> Given data

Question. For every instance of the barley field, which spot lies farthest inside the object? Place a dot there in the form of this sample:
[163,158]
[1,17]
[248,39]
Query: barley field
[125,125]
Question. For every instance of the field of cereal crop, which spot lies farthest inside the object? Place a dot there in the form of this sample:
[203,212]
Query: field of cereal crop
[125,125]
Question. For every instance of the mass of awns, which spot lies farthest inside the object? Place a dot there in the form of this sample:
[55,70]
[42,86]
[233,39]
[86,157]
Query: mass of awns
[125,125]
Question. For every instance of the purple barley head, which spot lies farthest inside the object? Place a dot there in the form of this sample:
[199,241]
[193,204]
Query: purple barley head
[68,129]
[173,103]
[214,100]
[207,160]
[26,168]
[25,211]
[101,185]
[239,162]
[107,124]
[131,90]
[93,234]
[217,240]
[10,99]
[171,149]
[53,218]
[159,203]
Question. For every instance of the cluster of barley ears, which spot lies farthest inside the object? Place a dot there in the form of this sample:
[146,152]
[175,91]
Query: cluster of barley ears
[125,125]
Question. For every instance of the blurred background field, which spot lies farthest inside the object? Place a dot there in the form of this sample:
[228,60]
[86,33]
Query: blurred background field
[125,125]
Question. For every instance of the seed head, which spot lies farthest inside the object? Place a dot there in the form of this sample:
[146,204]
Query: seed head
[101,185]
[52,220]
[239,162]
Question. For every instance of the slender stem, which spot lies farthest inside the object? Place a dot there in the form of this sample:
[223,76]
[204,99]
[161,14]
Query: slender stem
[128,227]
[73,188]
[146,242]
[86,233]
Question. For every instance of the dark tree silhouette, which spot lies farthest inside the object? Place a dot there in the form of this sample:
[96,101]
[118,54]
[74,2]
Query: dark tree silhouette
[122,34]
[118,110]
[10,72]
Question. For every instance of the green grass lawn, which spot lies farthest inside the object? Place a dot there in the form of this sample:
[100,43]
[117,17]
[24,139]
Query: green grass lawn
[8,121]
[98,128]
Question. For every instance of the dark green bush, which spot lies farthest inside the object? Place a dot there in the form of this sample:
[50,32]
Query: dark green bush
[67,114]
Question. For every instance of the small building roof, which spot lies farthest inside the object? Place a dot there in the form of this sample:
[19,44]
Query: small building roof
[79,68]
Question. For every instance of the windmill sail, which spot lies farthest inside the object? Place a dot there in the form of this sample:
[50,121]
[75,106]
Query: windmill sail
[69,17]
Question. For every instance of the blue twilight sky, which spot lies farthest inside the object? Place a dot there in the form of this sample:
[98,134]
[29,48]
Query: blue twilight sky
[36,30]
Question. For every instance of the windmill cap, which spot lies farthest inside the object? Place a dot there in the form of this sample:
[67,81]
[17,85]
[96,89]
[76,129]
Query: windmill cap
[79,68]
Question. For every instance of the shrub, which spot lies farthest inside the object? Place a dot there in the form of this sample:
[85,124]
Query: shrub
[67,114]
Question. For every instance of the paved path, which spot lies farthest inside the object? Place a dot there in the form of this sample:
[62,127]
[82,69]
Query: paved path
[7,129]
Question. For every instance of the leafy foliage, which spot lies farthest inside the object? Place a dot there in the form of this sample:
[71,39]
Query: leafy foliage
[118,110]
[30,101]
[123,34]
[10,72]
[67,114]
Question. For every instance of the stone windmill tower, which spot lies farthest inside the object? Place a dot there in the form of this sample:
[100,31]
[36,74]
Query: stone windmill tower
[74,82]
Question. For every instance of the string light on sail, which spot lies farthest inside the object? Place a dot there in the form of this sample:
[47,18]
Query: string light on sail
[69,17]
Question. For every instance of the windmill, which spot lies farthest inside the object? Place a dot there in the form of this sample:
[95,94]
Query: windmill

> Requirements
Reproduce the whole listing above line for line, without changing a single character.

> Written reply
Question. For every instance of the barley field, which spot lies farthest inside the object? Place a dot there in the form of this sample:
[163,158]
[1,17]
[248,39]
Query: barley field
[125,125]
Question. For every instance of the field of cereal crop, which spot lies farthest inside the object? Place a dot there in the form of this sample:
[203,212]
Query: field of cereal crop
[125,125]
Question. For every instance of the mass of awns, which spot lies farthest inside the object? Place a dot there in the form of this sample:
[55,70]
[42,86]
[233,39]
[86,157]
Query: mass of awns
[125,125]
Question. For every instance of the purple barley head, which spot lies farthest inside the object? Place a dot there in the form of this sample:
[199,241]
[193,204]
Query: purple barley head
[68,129]
[173,103]
[214,100]
[207,160]
[26,168]
[25,211]
[101,185]
[239,162]
[107,124]
[131,90]
[93,234]
[217,240]
[10,99]
[171,149]
[53,218]
[159,203]
Question. For every instance of the cluster of barley ears, which spot lies farthest inside the object? Place a dot there in the form of this sample:
[146,152]
[175,91]
Query: cluster of barley ears
[125,125]
Question. For every instance of the blurred background field, which spot lies farthest inside the object? Place a dot there in the form of this sample:
[228,60]
[86,33]
Query: blurred background field
[125,125]
Question. For every instance of the seed head, which spot lies farthest inside the object? Place a dot there in the form of this sample:
[146,204]
Query: seed head
[101,185]
[52,220]
[239,162]
Question. For every instance of the slender stem, which spot lies farthest inside the object? Place a dot there in the form of this sample:
[223,76]
[204,99]
[161,14]
Query: slender stem
[128,227]
[73,188]
[146,242]
[86,233]
Question. For every instance of the dark tree silhouette, which spot lies farthest inside the object? Place a dot there in the form of this sample:
[96,101]
[118,54]
[74,2]
Query: dark tree silhouette
[122,34]
[118,110]
[10,72]
Question. For every instance of the green grass lawn, which spot lies farthest inside the object? Place a dot there in the form of this sample:
[100,43]
[117,17]
[24,139]
Query: green grass lawn
[8,121]
[98,128]
Question. For every instance of the dark green bush, which spot lies farthest inside the object? Place a dot there in the form of this sample:
[50,32]
Query: dark green bush
[67,114]
Question. For every instance of the small building roof, which spot lies farthest inside the object? Place a dot there in the form of this sample:
[19,44]
Query: small building roof
[79,68]
Question. For every instance of the windmill sail, which spot lies farthest inside the object? Place a dot there in the form of this sample:
[50,121]
[75,106]
Query: windmill sail
[69,17]
Question. For every instance of the blue twilight sky, which spot lies farthest inside the object? Place a dot there in the form of this sample:
[98,134]
[29,48]
Query: blue twilight sky
[36,30]
Question. For every instance of the windmill cap, which spot lies farthest inside the object? Place a dot there in the form of this sample:
[67,81]
[17,85]
[96,89]
[76,129]
Query: windmill cap
[79,68]
Question. For every instance of the shrub, which spot lies farthest inside the object? Place a dot there in the form of this sample:
[85,124]
Query: shrub
[67,114]
Question. For every instance of the paved path, which spot lies farthest inside the object? Place a dot there in the form of this sample:
[62,127]
[82,69]
Query: paved path
[7,129]
Question. For every instance of the leafy foliage, which spot lies farthest inside the object? Place a dot there in the form of this sample:
[71,39]
Query: leafy foliage
[118,110]
[30,101]
[123,34]
[10,72]
[67,114]
Question. For every instance of the stone windmill tower, which spot lies farthest inside the object? Place a dot there in the form of this sample:
[100,31]
[36,74]
Query: stone windmill tower
[74,82]
Question. For every instance of the string light on sail, which spot lies farthest inside the object? Place a dot there in the form of this sample:
[47,18]
Query: string light on sail
[69,17]
Question. For every instance of the windmill, which spot lies farthest inside the object? Place a dot there in the form of this sample:
[95,94]
Query: windmill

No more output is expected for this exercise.